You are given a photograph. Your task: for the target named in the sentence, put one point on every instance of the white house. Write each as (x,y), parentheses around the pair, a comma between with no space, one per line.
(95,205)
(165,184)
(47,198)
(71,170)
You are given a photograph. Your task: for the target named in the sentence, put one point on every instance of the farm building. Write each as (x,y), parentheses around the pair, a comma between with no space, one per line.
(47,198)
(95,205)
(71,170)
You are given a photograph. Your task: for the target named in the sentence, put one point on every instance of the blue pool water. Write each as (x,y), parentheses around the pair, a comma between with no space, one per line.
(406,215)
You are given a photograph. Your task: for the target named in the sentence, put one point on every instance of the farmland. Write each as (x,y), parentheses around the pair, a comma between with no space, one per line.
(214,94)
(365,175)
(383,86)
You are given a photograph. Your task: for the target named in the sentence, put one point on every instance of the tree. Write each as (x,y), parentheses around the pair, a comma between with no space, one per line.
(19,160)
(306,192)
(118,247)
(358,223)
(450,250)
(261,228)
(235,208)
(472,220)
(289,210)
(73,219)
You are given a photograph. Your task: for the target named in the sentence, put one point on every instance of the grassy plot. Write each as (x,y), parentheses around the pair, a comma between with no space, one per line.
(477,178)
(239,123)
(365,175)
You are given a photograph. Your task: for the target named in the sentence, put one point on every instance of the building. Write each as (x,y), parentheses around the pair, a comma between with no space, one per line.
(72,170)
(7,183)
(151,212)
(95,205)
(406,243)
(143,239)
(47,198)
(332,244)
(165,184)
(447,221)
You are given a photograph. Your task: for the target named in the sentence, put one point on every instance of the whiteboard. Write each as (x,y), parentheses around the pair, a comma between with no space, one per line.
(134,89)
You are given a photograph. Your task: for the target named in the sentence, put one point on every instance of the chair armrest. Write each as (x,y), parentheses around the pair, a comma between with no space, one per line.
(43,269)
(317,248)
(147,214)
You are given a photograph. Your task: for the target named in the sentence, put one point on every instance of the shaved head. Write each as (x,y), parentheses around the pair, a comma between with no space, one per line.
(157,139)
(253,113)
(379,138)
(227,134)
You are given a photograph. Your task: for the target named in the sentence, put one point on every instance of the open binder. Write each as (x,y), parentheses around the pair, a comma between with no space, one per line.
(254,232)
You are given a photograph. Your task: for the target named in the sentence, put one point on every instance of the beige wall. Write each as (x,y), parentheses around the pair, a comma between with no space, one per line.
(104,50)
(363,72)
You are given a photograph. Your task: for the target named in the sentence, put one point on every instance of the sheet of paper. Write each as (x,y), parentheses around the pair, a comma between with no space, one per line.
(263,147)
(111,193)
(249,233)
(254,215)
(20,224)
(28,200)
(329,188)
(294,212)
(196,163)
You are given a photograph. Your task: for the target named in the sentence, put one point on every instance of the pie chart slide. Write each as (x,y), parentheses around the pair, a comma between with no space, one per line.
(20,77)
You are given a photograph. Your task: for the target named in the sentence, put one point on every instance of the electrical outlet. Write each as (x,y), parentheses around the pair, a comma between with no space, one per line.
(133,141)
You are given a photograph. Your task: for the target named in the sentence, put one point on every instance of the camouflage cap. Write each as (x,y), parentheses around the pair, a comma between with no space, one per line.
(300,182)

TASK PROMPT
Format everything from the line containing "of the camouflage" down through the end of the items as a Markdown table with the columns Row and Text. Give each line a row number and leave out any blank lines.

RESPONSE
| Row | Text |
|---|---|
| 1 | You are given a photograph. Your task: for the target named in the sentence, put one point on every instance of the camouflage cap. Write each as (x,y), parentheses around the pair, a comma between with no space, one per line. |
| 2 | (300,182) |